● Page:
TORRES VEDRAS, Portugal (Reuters) - For Portugal to succeed in ambitions to reindustrialise its shrinking, debt-laden economy, it will not be down to the revival of mass manufacturing but to the sprouting of high-tech start-ups such as UAVision.
As the name Unmanned Aerial Vehicles suggests, drones mounted with cameras are a mainstay for the small engineering firm. Clients include big farmers who want to monitor conditions in their fields. One drone has been adapted to film camel racing in Dubai.
Nuno Simoes, one of UAVision’s partners, is as excited as a schoolboy as a small battery-driven drones lifts off outside his workshops some 55 km (35 miles) north of Lisbon.
He says Portugal needs to play to its strengths in design and engineering rather than making eyes at footloose multinationals.
“Don’t think big. We are a small country with small companies,” Simoes said. “They think they can turn Portugal into a new European China. They can‘t. China can produce at a fraction of our cost.”
Ground down by deep public spending cuts and shrinking domestic demand under an austerity programme imposed by international lenders, the Portuguese economy contracted 3.2 percent in 2012 and is expected to shrink by a further 2.3 percent this year.
It grates with Economy Minister Alvaro Pereira that Portugal has lost too many jobs and industries to the likes of China and eastern Europe.
Manufacturing accounts for about 13.5 percent of national output. That is more than in Britain and the Netherlands, but Pereira would like to get the share back to 20 percent, where it stood in 1989, by 2020.
“One of the problems that we’ve had in Europe in the last few years was to think that investing in industry was not sexy,” Pereira said in London recently. “We don’t need to bring back all our industry, but we definitely need to have a stronger industrial base in Europe.”
He rejects old-style industrial policies and focuses instead on improving conditions for manufacturing, such as by expanding vocational training.
The odds are against Pereira. Too many older workers lack skills, which weighs on competitiveness. Businessmen complain that the government ties them up in red tape. And credit is hard to come by.
“The banks give you an umbrella when the sun’s shining and take it away when it’s raining,” grumbles Joao Carlos Costa, general manager of Arpial, a small metal-working firm in Lisbon.
But Joachim Fels, chief international economist with Morgan Stanley in London, said there are signs that production is returning to countries such as Portugal as labour costs in emerging markets rise.
“The interesting thing is that globalisation is not a one-way street,” he said.
An illustration of that phenomenon is Brazilian plane maker Embraer, which has built a components factory in the walled Roman town of Evora to tap Portugal’s underused aeronautical engineering skills.
Successful collaboration with Embraer not only will demonstrate that Portugal is capable of high-tech innovation but also will help change the nation’s mindset, said Jacinto Moniz de Bettencourt, chairman of EEA, a group of 35 suppliers to the Brazilian company.
“We are capable now of making some products that 10 or 20 years ago we wouldn’t have believed we could do,” he said.

● Work instructions:
1. Rewrite the paragraph of the article on Portugal's economy that begins "The odds are against Pereira" as a short list, keeping its main facts.
2. Carry on the article about Portugal's efforts to rebuild its industry, starting after its final quotation.
The rows that come after the article are not needed here.

Entries pointing to named objects

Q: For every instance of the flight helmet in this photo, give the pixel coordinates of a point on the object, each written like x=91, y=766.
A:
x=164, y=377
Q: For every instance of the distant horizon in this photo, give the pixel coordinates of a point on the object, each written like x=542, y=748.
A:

● Answers for the tasks:
1.
Pereira faces long odds:
- Many older workers lack skills, which hurts competitiveness.
- Businessmen complain that government red tape ties them up.
- Credit is hard to obtain.

2.
Just one example: the trunks worn at the London Olympics by Michael Phelps and other star swimmers were designed and made in Portugal.
The textile industry is not the only traditional sector striving to reinvent itself. Renova, Portugal’s leading producer of paper goods, makes a black lavatory tissue that is much coveted. Portuguese shoe makers insist their wares are now as prized as Italy‘s.
“Portugal has to rebuild its image. If you go to Germany and try to sell a product or a service and say it’s from Portugal, it’s associated with low technology and low quality,” said Antonio de Melo Pires, the head of Volkswagen AutoEuropa, the country’s second-biggest exporter.
Pires, too, sees no comparative advantage in trying to lure mass manufacturing. Instead, Portugal should boost its shipping and logistics industries to capitalise on its relative proximity to Africa and the Americas, he said.
A cut in the 25 percent corporate tax rate would also encourage more firms to set up shop in Portugal, Pires added.
“We have to attract middle-sized companies because they are more flexible, they require less investment and so they distort the regional economy less,” he said.
Of course, competition for foreign direct investment is stiff.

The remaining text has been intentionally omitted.